Your goal: Reproduce the line that contains "Greenhouse-scouting task: tag the snow-covered field" and every line after it through the end of the records, exactly, with nothing added.

════════════════

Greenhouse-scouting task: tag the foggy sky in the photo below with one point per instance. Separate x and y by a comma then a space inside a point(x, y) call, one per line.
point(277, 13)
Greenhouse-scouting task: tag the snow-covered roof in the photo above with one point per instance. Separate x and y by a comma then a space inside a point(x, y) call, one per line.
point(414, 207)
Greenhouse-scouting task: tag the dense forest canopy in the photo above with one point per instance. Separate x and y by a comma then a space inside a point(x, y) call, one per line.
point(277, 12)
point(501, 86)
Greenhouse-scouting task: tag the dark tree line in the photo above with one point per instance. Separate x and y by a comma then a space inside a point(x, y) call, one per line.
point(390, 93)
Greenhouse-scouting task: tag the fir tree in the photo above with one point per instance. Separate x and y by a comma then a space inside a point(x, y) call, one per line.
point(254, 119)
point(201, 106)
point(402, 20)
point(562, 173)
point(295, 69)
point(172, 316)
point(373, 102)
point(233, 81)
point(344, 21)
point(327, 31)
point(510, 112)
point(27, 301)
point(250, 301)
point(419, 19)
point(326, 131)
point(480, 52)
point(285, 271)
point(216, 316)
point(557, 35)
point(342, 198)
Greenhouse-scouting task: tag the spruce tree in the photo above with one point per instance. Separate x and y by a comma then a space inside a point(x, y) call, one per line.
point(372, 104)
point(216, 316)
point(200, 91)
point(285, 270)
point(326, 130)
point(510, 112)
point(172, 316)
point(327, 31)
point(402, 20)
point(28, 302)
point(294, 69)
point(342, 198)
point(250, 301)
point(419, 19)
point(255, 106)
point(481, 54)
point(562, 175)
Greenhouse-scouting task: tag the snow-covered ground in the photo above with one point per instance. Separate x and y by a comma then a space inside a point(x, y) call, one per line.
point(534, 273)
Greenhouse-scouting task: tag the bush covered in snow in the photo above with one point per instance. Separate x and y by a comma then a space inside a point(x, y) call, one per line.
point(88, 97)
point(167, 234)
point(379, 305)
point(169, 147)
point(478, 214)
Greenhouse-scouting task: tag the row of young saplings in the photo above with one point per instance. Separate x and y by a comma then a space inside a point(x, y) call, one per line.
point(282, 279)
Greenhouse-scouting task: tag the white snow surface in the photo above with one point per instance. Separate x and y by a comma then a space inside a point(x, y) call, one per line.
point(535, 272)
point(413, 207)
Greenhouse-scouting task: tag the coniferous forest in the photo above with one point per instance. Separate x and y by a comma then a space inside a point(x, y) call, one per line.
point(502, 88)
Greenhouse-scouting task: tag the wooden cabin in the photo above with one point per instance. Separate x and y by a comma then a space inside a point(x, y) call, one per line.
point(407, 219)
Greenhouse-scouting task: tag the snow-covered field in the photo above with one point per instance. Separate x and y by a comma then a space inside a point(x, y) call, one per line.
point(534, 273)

════════════════

Output of the exercise:
Greenhouse-scouting task: tag the snow-covered field in the photo above with one point per instance. Separate x and y by a comma then a space inside a point(x, y) call, one per line.
point(534, 273)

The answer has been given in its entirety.